Aim | Swap "dot" for "marker" in the rows from the beginning through the line containing "column 753, row 510", inclusive, leaving all other wording unchanged. Omit the pictures from your answer.

Provided records |
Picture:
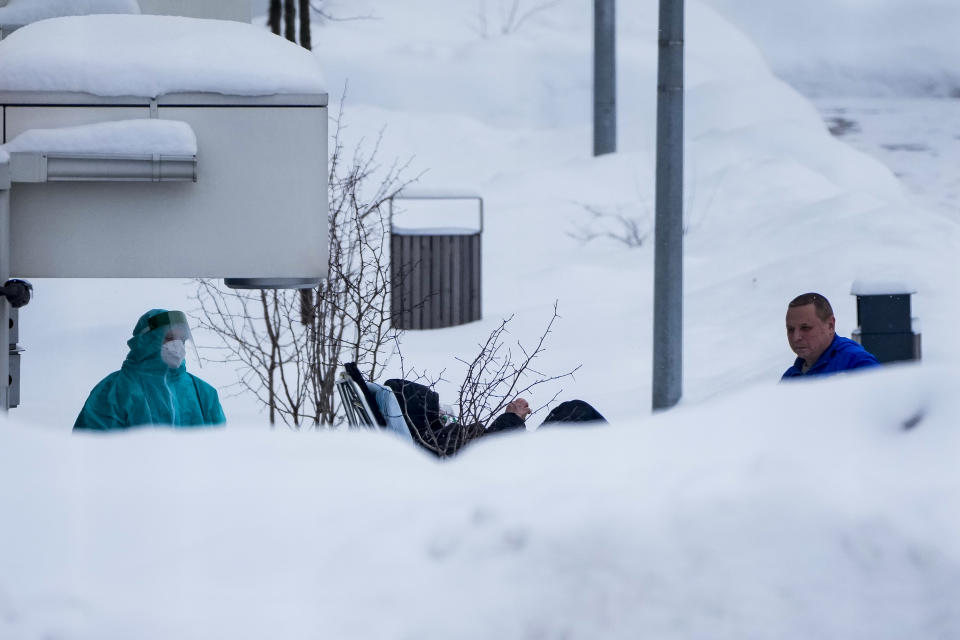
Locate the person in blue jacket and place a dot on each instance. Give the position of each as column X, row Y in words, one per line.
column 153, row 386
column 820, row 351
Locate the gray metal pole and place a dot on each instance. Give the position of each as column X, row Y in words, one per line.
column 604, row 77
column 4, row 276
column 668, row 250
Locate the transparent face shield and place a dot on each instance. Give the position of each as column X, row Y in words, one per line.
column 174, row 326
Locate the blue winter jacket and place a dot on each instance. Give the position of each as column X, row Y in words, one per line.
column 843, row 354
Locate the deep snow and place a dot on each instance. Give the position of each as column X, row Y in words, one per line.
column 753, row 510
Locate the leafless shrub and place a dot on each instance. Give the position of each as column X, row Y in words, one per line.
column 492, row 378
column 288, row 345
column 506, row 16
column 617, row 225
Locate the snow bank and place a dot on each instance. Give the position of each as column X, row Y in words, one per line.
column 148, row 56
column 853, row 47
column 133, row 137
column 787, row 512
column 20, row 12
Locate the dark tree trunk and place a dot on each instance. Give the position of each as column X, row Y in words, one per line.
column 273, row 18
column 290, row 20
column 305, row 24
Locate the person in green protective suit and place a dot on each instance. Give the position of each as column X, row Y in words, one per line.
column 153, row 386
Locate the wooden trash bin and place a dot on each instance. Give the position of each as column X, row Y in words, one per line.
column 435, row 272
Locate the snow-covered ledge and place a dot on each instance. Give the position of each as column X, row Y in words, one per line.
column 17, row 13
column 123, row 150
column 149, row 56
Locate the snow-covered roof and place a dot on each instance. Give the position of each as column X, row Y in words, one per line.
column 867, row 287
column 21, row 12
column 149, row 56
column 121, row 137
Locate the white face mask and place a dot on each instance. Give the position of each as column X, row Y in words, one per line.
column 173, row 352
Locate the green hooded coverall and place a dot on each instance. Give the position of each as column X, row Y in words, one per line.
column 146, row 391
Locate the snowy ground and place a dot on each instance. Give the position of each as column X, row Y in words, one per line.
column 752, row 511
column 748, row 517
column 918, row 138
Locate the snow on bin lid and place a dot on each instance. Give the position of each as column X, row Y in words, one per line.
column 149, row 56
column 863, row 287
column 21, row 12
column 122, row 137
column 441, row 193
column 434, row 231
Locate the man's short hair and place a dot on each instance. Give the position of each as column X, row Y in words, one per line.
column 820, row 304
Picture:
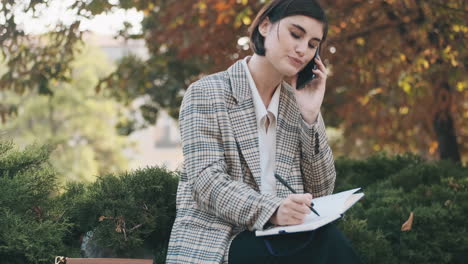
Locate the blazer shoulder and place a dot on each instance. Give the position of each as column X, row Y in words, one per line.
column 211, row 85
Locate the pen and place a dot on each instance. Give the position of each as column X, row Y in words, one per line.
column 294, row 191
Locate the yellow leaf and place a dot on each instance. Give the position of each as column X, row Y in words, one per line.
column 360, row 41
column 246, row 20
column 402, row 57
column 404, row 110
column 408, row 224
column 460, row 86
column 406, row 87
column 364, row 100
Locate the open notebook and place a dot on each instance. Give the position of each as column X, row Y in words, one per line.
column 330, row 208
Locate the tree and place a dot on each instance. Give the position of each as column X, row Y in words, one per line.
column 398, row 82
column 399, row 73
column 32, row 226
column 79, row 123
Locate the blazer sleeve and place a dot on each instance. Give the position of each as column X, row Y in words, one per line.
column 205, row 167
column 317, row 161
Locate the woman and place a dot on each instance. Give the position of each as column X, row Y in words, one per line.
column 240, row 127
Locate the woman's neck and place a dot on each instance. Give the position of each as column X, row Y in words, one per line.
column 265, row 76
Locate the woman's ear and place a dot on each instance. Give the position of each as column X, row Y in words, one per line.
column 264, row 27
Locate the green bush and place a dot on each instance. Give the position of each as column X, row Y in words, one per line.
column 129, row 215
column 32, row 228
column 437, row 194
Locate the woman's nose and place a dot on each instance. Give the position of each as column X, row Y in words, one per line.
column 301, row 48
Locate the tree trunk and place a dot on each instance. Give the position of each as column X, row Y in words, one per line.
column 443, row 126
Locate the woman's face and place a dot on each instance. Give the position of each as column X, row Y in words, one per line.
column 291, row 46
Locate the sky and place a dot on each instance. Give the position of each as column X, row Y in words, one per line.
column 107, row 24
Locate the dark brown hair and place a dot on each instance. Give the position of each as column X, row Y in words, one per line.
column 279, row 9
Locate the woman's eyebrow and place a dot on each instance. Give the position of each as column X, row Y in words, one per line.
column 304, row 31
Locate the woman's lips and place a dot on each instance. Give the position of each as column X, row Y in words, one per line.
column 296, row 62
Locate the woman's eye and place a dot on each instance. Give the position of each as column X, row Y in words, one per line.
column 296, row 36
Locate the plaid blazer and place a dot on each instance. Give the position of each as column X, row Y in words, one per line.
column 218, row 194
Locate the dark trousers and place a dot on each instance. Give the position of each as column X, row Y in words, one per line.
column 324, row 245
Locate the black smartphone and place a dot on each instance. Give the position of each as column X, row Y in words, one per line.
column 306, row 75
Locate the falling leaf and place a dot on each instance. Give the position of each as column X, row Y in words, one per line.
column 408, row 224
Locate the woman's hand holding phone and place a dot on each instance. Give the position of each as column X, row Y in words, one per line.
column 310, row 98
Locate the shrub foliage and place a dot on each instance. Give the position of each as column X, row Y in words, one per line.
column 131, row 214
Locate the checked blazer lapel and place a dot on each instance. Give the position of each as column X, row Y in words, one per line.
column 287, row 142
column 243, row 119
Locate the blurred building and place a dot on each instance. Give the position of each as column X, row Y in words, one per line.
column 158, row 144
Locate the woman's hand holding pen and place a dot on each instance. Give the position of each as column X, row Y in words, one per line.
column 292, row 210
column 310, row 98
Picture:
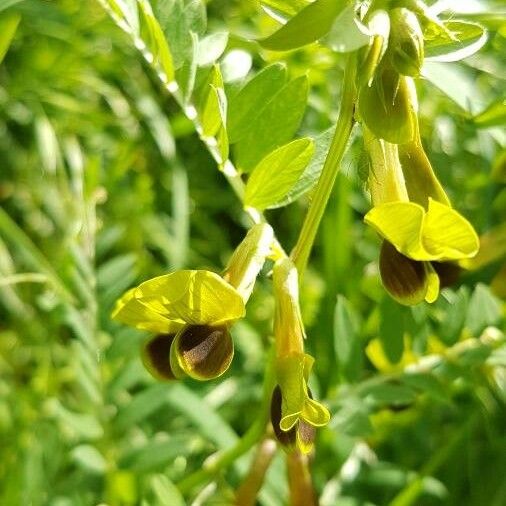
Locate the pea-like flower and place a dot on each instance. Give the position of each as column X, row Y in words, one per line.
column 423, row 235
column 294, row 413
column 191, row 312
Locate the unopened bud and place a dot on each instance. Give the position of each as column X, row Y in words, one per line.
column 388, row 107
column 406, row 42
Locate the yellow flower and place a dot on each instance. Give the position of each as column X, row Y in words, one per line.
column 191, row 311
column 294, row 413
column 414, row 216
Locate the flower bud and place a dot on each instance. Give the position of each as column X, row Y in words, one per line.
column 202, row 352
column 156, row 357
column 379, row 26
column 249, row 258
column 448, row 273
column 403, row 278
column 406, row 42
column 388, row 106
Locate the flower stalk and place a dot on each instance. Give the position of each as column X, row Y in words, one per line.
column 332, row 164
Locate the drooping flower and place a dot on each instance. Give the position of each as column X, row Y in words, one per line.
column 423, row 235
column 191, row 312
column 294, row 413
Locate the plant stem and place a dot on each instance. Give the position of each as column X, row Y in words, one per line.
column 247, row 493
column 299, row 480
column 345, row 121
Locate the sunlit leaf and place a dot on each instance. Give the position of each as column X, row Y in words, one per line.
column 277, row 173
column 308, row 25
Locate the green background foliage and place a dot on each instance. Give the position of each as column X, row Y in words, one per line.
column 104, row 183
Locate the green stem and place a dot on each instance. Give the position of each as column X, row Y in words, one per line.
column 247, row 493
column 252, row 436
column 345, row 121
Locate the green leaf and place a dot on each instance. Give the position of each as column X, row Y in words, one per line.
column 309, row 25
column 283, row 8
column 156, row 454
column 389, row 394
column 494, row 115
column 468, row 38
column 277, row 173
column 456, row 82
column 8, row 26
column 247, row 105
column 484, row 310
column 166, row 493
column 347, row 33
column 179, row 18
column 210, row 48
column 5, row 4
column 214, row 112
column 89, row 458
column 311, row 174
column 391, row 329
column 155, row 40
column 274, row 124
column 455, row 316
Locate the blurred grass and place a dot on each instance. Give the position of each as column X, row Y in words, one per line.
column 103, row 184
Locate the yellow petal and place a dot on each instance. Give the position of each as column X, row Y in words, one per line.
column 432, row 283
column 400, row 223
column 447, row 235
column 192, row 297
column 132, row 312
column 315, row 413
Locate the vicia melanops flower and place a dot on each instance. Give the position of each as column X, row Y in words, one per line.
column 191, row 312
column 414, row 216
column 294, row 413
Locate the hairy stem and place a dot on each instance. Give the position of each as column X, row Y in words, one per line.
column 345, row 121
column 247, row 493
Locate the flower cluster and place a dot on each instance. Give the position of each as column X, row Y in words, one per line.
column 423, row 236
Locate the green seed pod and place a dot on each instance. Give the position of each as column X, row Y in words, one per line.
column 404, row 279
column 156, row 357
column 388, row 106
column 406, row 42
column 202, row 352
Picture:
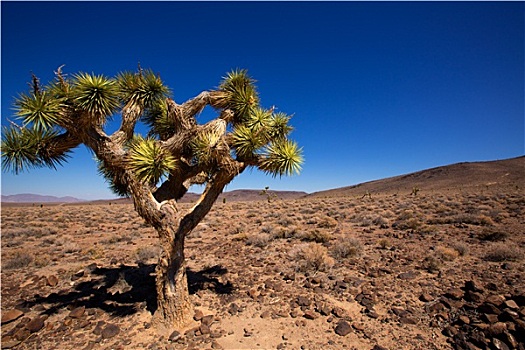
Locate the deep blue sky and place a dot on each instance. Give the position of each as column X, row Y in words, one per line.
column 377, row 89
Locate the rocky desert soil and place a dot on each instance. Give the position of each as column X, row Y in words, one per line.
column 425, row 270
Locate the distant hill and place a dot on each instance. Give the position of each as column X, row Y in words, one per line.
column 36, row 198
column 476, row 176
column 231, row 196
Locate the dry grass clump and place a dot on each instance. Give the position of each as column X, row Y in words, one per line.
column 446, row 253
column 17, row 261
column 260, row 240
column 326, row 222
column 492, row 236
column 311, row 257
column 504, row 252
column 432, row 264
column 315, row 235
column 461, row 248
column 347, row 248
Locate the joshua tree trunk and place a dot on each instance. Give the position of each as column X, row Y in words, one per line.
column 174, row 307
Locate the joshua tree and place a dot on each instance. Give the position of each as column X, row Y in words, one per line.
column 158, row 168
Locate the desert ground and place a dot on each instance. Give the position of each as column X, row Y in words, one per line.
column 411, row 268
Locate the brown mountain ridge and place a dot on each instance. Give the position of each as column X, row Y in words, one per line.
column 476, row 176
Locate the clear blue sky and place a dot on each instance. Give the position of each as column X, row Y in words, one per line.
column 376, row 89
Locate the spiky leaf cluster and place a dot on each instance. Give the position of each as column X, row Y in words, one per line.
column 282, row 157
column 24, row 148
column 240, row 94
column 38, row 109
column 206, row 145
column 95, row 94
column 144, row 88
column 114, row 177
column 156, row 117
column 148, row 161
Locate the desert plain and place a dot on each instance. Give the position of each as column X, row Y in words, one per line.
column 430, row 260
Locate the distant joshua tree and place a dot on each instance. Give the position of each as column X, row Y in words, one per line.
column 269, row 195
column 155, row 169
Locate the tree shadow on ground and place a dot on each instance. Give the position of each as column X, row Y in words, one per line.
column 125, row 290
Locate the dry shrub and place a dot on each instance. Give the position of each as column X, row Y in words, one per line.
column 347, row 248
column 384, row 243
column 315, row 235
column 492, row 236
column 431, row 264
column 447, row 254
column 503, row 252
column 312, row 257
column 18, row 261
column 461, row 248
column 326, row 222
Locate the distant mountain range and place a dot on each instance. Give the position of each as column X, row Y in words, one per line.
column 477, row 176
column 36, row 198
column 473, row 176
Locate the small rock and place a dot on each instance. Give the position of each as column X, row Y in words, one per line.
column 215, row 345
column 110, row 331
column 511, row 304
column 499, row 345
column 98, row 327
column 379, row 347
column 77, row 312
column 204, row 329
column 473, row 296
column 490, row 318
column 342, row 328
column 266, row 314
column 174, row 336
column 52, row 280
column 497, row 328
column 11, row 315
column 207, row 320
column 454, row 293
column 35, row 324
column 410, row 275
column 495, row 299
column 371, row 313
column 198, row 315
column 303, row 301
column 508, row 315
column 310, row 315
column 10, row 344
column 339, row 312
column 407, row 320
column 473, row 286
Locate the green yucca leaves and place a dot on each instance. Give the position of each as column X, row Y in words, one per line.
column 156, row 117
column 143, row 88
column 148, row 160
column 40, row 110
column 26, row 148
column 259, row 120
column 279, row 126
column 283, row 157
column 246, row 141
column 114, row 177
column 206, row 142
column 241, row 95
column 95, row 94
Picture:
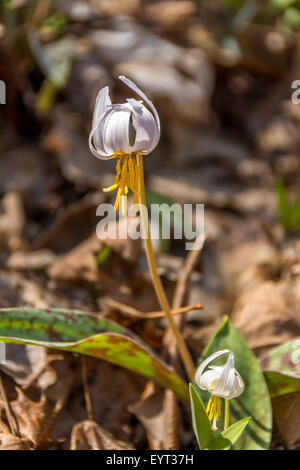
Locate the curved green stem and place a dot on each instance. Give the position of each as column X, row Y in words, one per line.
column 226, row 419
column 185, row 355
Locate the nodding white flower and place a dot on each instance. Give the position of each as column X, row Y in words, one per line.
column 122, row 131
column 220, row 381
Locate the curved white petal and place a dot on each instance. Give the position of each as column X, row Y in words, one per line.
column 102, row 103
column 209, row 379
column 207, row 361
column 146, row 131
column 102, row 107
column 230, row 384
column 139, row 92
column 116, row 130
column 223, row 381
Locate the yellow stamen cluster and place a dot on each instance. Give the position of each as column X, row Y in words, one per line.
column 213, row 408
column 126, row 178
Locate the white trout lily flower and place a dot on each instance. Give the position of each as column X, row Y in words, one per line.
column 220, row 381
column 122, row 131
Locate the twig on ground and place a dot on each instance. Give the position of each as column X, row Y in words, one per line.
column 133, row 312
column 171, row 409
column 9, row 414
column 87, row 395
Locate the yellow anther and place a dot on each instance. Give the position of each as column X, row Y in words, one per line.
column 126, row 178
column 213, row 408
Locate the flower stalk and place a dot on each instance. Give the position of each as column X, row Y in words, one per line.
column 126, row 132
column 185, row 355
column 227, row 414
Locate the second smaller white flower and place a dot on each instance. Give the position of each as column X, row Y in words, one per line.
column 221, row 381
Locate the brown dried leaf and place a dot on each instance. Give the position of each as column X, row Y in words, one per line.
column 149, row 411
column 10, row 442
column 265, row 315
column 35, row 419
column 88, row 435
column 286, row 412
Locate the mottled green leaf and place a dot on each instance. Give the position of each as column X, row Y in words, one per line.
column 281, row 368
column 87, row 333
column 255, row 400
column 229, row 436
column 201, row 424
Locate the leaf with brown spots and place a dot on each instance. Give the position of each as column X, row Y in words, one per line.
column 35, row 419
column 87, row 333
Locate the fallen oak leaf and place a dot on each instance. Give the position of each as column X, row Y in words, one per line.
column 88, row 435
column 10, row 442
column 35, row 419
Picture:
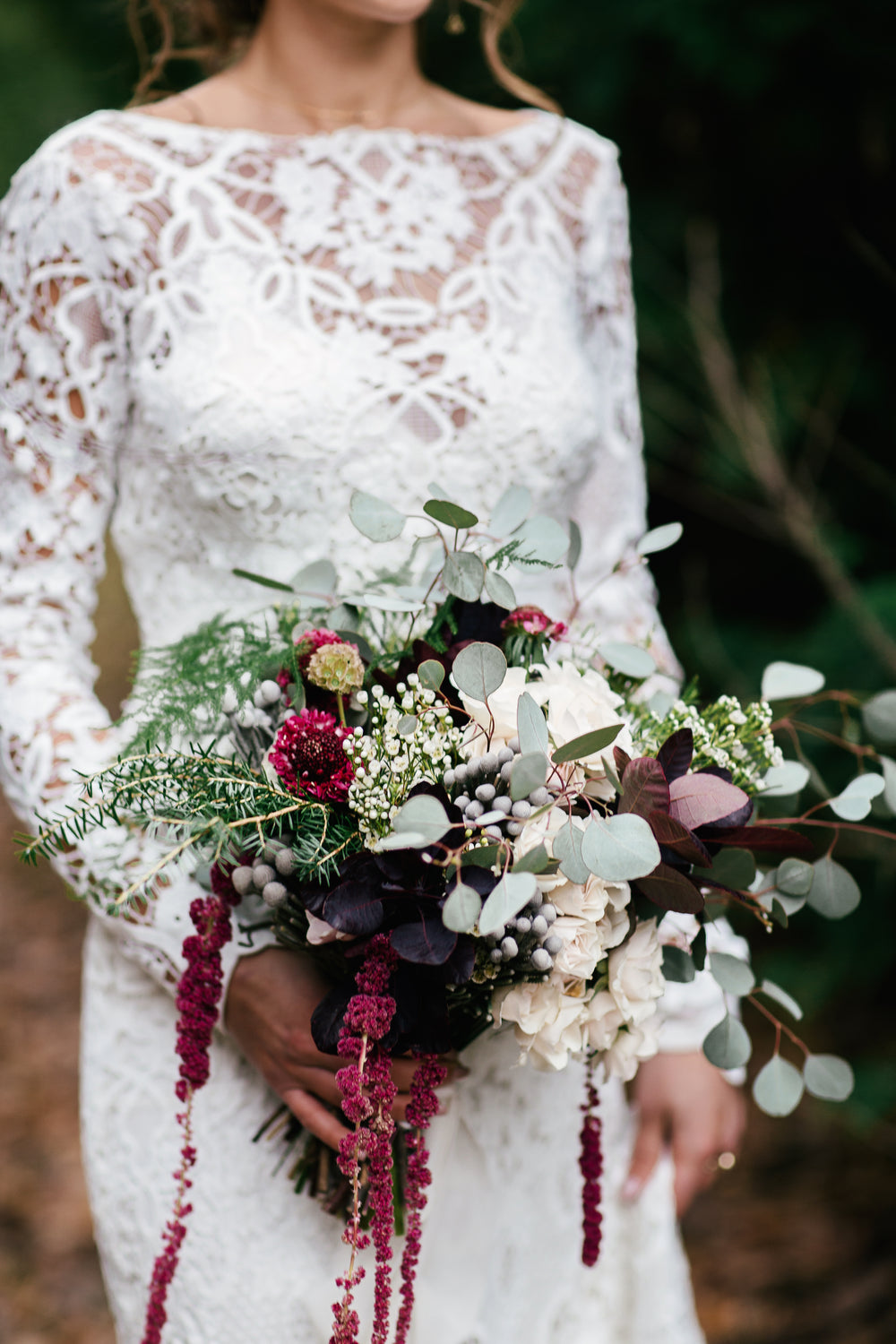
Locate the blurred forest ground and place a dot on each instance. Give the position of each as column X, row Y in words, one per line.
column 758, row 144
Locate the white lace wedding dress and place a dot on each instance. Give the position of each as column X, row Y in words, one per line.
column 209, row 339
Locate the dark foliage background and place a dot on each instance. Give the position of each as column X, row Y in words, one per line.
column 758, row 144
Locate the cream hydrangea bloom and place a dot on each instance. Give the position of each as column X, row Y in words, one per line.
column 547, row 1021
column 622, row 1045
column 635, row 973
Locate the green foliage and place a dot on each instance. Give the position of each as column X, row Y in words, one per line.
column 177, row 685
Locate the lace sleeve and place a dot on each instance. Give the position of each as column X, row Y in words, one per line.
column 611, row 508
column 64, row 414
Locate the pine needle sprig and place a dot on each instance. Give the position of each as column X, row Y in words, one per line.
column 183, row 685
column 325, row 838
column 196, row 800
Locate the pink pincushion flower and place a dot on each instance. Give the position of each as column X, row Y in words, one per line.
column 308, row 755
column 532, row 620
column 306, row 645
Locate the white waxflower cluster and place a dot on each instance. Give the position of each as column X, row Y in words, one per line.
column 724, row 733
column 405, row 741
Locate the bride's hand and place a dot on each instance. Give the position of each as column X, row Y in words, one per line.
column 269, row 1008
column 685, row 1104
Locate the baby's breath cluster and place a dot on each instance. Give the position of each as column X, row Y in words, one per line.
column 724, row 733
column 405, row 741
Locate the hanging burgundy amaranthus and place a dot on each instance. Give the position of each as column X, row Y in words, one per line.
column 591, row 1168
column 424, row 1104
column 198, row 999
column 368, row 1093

Written answer |
Picture:
Locate the person in blue jacket and place a marker on each instance. Give the position of each as column X, row Y in words, one per line.
column 153, row 386
column 820, row 351
Locate the gray metal pole and place a marker on each instance. Give the position of each as column X, row Y in words, one per line.
column 604, row 77
column 4, row 276
column 668, row 250
Locate the transparent face shield and place a marker on each instance. Give the position of each as column X, row Y in words, one per line.
column 174, row 326
Locate the blue winter jacket and place a marker on each instance. Give the position of each as column X, row Y in words, one per line.
column 843, row 354
Locate the deep snow and place a marker on each instance. Give the position of each as column X, row Y in words, one per line.
column 753, row 510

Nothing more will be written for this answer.